- PROBLEM DETAILS
If a line in the listing below includes the word "instance", pick it out.

(Beginning of ENTRIES SHOWN)

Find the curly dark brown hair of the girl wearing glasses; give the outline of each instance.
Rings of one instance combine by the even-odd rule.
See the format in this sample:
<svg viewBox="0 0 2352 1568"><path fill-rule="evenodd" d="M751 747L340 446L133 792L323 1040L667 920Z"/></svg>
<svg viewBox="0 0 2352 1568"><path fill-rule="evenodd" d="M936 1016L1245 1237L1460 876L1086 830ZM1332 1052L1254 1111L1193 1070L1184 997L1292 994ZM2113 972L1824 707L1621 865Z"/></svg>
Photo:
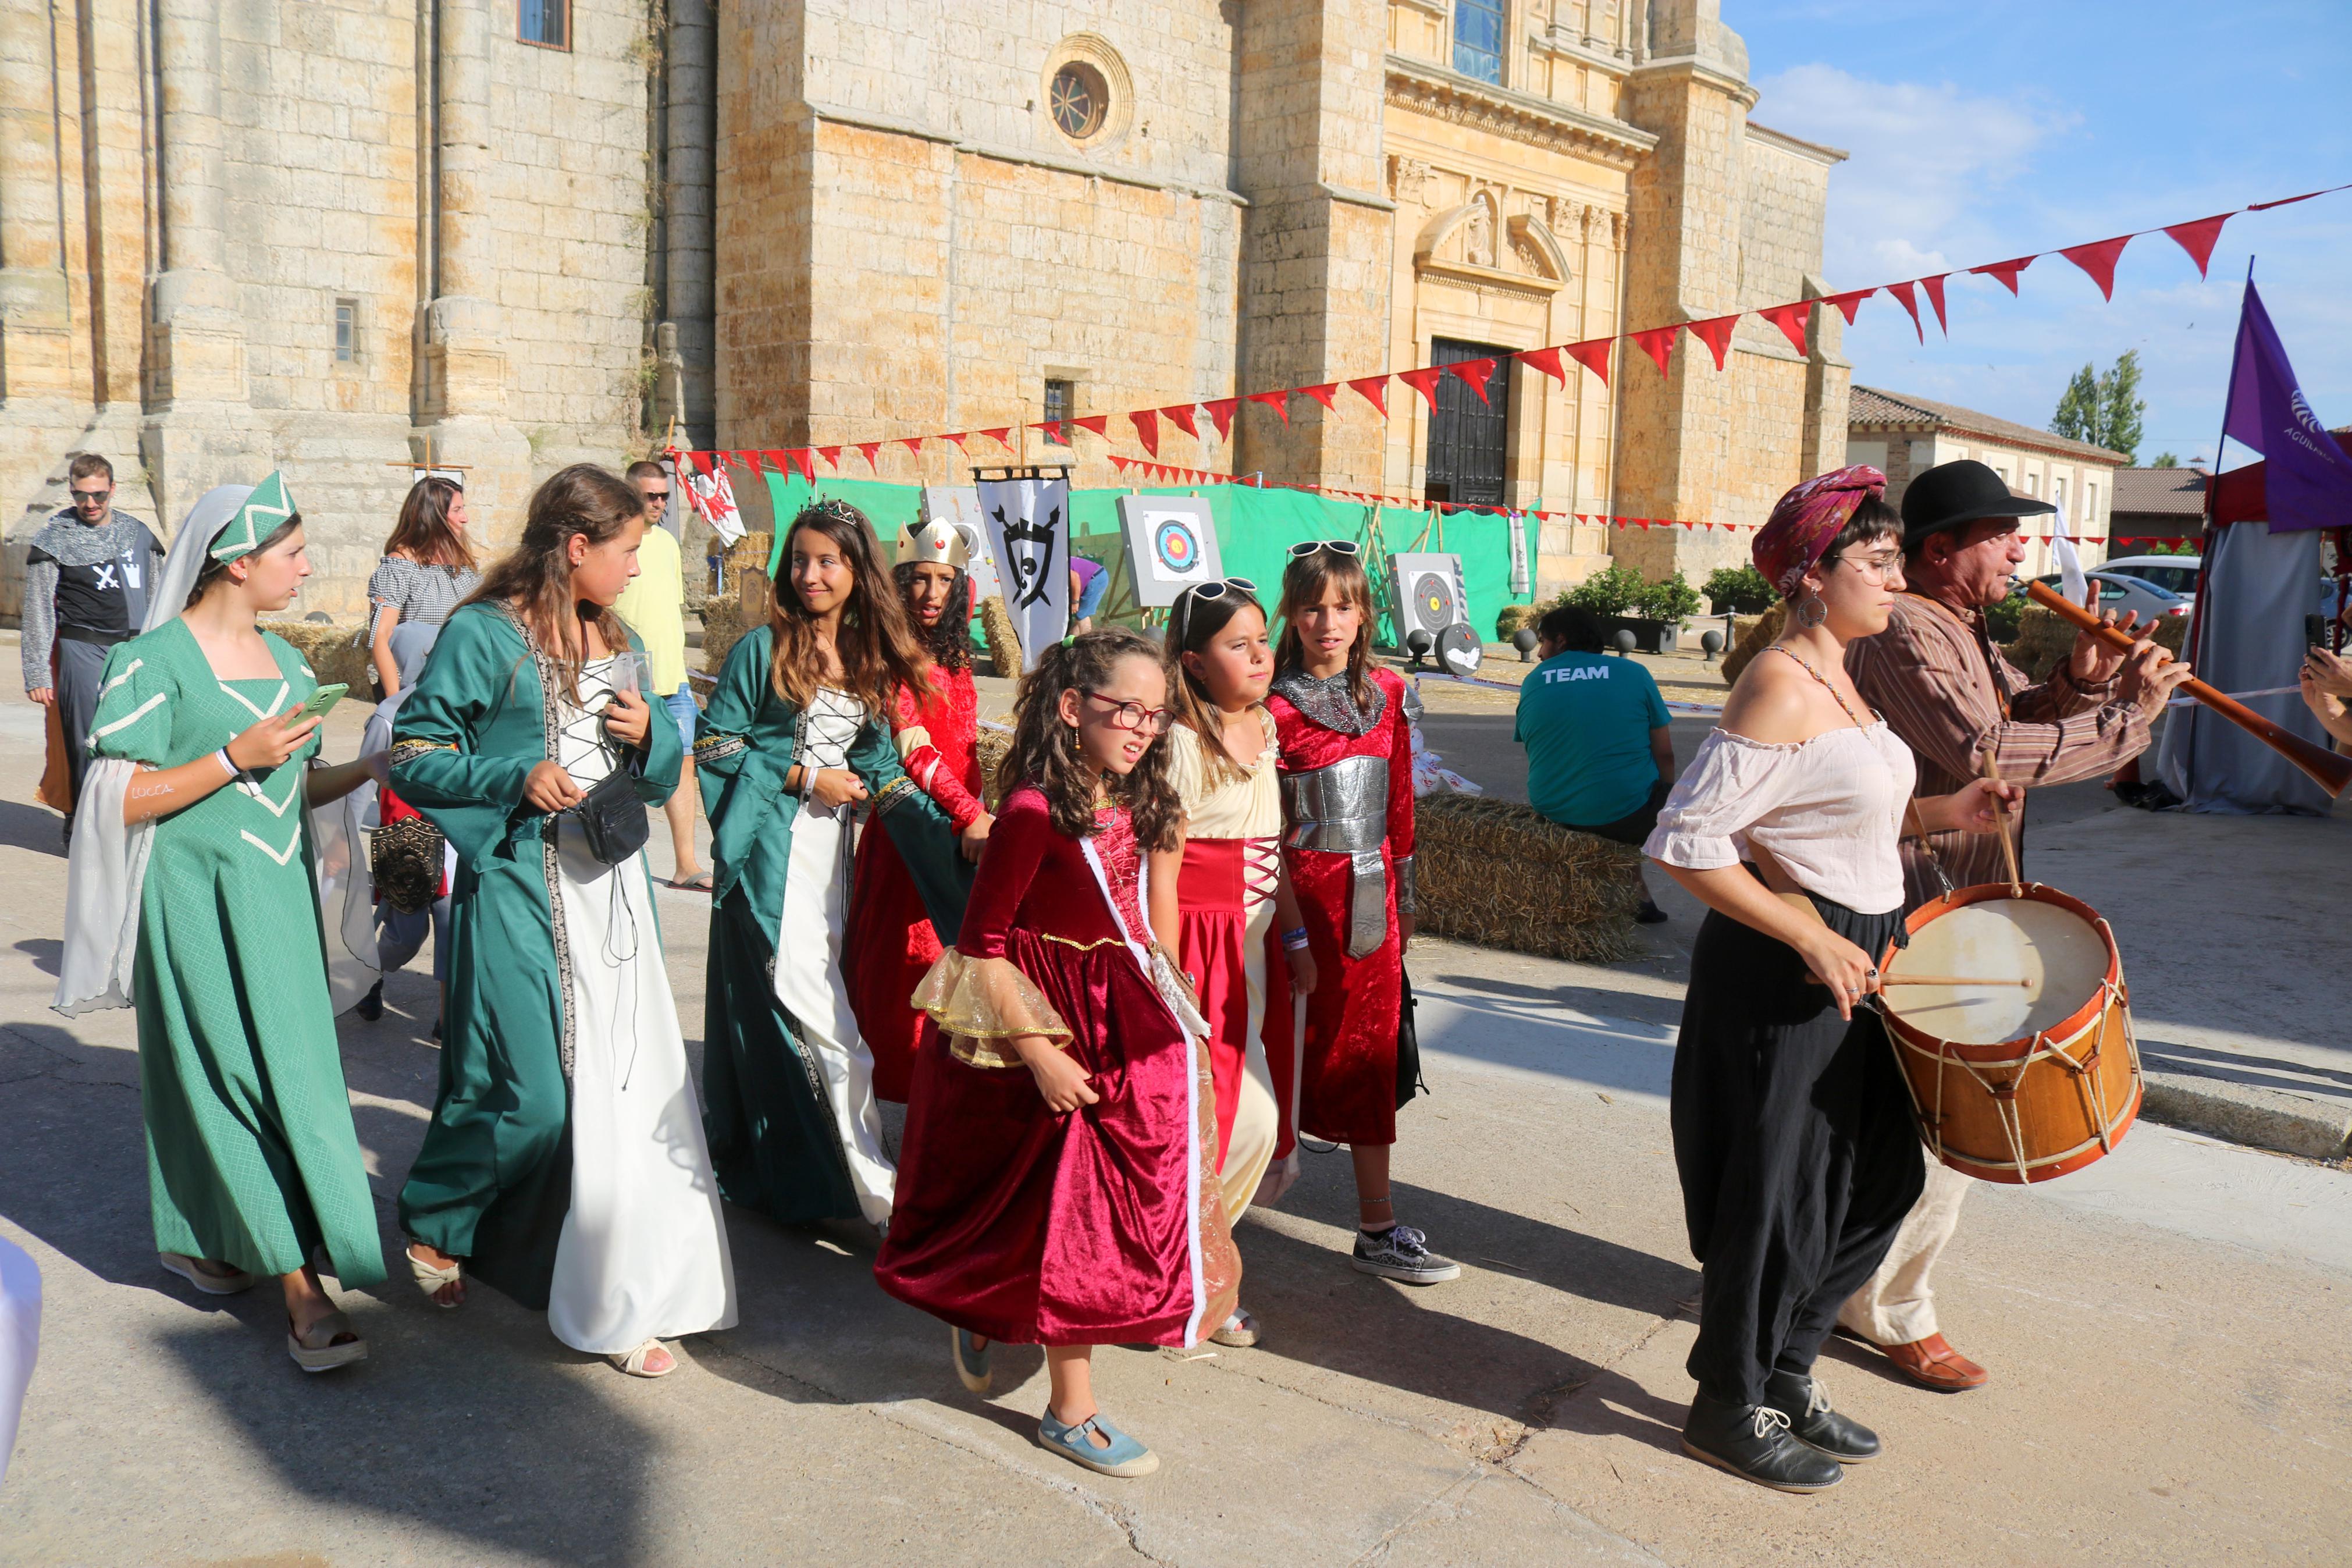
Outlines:
<svg viewBox="0 0 2352 1568"><path fill-rule="evenodd" d="M1124 625L1056 642L1037 668L1021 677L1021 696L1014 698L1014 743L997 764L997 778L1011 780L1007 792L1021 783L1037 785L1054 832L1065 839L1094 837L1094 778L1077 755L1077 729L1061 722L1061 693L1094 691L1110 679L1122 658L1160 663L1160 646ZM1124 778L1105 773L1103 790L1127 806L1143 849L1176 849L1183 802L1169 783L1164 733L1143 750Z"/></svg>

(End of ENTRIES SHOWN)

- RESULT OF THE EXERCISE
Find the curly dark brown hair of the girl wearing glasses; give the outline of each instance.
Rings of one instance combine by the even-odd rule.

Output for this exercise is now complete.